Murray Sinclair, former senator who led Truth and Reconciliation Commission, dead at 73
CBC
Murray Sinclair, the Anishinaabe senator and renowned Manitoba lawyer who led the Truth and Reconciliation Commission, has died at age 73.
Sinclair died at a Winnipeg hospital early Monday morning "peacefully and surrounded by love," his family said in a statement.
"The impact of our dad's work reached far across the country and the world," the statement said. "From residential school survivors to law students to those who sat across from him in a courtroom, he was always known as an exceptional listener who treated everyone with dignity and respect.
"We know that stories of his kindness, generosity and fairness will circulate for generations to come."
Sinclair, whose spirit name was Mazina Giizhik (the One Who Speaks of Pictures in the Sky), was born on Jan. 24, 1951, just north of Selkirk on what used to be the St. Peter's reserve.
A member of the Peguis First Nation, he was raised by his Cree grandfather Jim Sinclair and his Ojibway grandmother Catherine Sinclair after his mother died of a stroke. Both of his grandparents were required to go to the residential school system.
Sinclair told the Gladue Community Justice Forum in 2021 that the first language he spoke at home was Cree. Just before starting school, he said, his grandmother told him he would have to stop speaking the language both inside and outside the home.
"I grew up in a family and during a time in which we were raised to deny our Aboriginality, our identity as Aboriginal people," he said.
"We were raised, in fact, to believe that nothing that our culture offered us or our people, offered us as a people, had any merit anymore. We were raised to believe, in fact, that it was our obligation, in fact it was our responsibility, it was our problem, to overcome our Indianness."
------------------------------------------------
-- Activity 1 --
Translate this sentence from the Murray Sinclair article into Spanish: "Sinclair died at a Winnipeg hospital early Monday morning "peacefully and surrounded by love," his family said in a statement."
-- Activity 2 --
Resume the Murray Sinclair article after its final sentence, keeping its news-report style.

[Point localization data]
------------------------------------------------
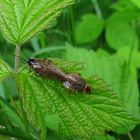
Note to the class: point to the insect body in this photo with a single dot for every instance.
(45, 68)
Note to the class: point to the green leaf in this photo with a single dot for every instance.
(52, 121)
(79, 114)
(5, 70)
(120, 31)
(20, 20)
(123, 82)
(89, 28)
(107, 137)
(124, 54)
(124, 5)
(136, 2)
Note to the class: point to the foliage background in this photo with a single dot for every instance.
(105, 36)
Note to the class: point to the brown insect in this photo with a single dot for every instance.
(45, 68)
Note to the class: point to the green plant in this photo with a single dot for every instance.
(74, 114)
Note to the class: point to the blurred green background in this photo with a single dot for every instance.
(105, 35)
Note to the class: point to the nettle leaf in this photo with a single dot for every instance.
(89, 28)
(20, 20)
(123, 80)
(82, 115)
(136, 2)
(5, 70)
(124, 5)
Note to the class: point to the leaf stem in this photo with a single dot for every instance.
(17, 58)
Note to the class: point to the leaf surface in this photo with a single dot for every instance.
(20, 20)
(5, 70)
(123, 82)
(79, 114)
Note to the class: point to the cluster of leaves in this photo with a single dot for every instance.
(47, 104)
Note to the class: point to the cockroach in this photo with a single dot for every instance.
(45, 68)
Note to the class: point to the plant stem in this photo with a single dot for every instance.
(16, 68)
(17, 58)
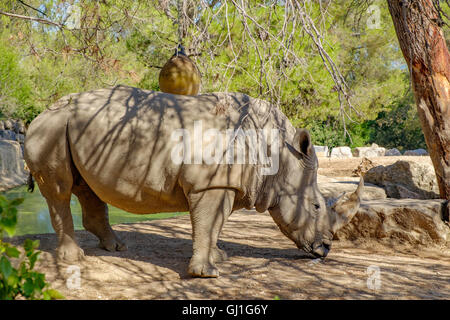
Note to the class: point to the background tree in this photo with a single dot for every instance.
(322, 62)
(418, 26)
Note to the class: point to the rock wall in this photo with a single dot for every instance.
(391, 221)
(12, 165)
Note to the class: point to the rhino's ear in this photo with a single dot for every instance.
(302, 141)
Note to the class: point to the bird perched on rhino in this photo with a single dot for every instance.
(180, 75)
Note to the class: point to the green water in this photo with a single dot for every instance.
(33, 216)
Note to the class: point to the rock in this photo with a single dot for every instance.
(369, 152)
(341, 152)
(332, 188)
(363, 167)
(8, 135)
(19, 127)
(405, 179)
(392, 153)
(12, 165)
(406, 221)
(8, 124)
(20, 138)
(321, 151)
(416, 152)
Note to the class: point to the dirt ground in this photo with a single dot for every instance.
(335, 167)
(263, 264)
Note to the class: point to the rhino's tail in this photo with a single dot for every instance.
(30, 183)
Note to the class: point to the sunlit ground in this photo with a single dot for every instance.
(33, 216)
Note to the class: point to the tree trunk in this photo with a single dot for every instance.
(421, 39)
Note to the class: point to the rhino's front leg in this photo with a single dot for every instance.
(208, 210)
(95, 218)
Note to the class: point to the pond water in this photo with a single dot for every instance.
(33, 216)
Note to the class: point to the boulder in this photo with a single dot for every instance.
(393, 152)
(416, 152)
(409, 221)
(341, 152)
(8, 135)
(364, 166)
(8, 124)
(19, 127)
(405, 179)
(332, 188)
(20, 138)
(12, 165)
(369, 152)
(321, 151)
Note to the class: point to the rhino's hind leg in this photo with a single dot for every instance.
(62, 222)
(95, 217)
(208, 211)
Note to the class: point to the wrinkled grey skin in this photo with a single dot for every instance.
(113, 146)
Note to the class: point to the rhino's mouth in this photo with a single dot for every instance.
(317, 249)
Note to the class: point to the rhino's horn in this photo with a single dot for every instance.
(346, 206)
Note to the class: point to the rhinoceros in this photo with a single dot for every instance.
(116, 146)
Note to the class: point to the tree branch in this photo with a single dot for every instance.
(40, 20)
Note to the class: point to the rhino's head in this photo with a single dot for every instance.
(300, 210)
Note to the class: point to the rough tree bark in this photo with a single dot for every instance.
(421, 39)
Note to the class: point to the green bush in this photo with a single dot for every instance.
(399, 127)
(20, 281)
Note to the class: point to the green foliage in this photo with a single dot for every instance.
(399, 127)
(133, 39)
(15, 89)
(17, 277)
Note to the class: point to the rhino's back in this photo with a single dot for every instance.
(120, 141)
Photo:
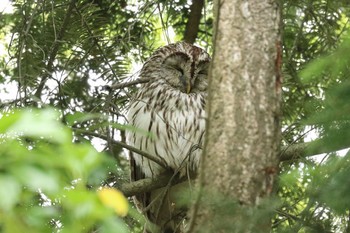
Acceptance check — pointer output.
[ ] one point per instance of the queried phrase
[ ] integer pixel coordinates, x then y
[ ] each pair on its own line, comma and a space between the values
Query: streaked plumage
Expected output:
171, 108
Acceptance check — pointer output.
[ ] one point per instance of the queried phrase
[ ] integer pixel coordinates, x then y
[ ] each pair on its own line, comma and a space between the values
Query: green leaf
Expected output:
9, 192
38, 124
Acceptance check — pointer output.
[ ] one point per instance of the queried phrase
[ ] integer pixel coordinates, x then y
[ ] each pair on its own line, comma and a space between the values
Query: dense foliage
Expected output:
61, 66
------------------------------------------------
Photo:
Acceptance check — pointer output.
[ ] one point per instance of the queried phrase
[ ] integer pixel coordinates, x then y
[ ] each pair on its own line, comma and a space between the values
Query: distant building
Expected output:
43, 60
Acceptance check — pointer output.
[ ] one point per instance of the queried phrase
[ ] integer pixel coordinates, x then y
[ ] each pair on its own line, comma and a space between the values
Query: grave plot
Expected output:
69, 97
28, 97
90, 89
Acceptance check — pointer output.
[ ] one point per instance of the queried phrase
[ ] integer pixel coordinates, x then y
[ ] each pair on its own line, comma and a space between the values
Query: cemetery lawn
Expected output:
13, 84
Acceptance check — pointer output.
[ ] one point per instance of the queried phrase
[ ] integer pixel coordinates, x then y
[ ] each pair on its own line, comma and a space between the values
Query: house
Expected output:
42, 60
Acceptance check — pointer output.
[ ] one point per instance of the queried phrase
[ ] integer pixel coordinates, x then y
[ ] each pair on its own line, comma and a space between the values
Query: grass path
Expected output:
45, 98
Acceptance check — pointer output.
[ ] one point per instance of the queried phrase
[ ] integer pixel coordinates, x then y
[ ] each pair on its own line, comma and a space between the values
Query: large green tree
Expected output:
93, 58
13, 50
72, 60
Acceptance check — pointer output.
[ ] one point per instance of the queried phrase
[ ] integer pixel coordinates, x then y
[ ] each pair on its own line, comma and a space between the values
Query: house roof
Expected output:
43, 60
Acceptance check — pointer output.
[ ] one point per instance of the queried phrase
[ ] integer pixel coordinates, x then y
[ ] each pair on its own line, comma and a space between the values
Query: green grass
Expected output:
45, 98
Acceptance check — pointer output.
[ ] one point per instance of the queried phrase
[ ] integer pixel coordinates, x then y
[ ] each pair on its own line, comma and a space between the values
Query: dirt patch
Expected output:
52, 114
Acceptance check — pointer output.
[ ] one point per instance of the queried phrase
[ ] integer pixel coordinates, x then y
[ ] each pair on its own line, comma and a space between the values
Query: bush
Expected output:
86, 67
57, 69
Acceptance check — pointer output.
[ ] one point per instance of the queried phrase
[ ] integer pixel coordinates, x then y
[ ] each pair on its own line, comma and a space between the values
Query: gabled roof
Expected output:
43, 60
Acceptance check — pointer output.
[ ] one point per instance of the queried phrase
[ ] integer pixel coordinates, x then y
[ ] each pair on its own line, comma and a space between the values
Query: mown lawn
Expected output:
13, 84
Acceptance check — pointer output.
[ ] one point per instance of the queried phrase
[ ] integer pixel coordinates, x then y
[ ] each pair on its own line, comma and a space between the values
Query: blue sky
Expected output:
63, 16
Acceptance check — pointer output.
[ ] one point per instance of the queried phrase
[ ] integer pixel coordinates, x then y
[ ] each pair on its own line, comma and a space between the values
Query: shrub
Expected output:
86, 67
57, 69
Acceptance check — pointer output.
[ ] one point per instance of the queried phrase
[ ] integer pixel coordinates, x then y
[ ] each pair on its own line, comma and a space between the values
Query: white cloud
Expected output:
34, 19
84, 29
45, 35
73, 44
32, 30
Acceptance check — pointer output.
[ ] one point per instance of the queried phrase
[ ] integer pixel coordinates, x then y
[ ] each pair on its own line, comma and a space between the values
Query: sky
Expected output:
------------------------------------------------
-- Task result 1 --
Sinclair murió en un hospital de Winnipeg temprano el lunes por la mañana, "en paz y rodeado de amor", dijo su familia en un comunicado.

-- Task result 2 --
Sinclair was a strong student and skipped two grades on his way to graduating from Selkirk Collegiate, a public high school, as valedictorian and athlete of the year in 1968. He attended the University of Manitoba for two years but postponed his studies to help care for his ailing grandmother.
Once back home, Sinclair started working with the Selkirk Friendship Centre, helping to provide services to First Nations people living off-reserve. By 1971, he'd become regional vice-president of the Manitoba Métis Federation.
Sinclair said in 2021 his work in Selkirk drove him to help Indigenous people who were being treated unfairly under the law and overrepresented in the justice system.
"I knew that the way things were, were not the way things should be," he said.
Returning to his studies in 1976, Sinclair attended the Faculty of Law at the University of Manitoba and again distinguished himself academically by winning the A.J. Christie Prize in civil litigation. He graduated in 1979 and was called to the bar in 1980.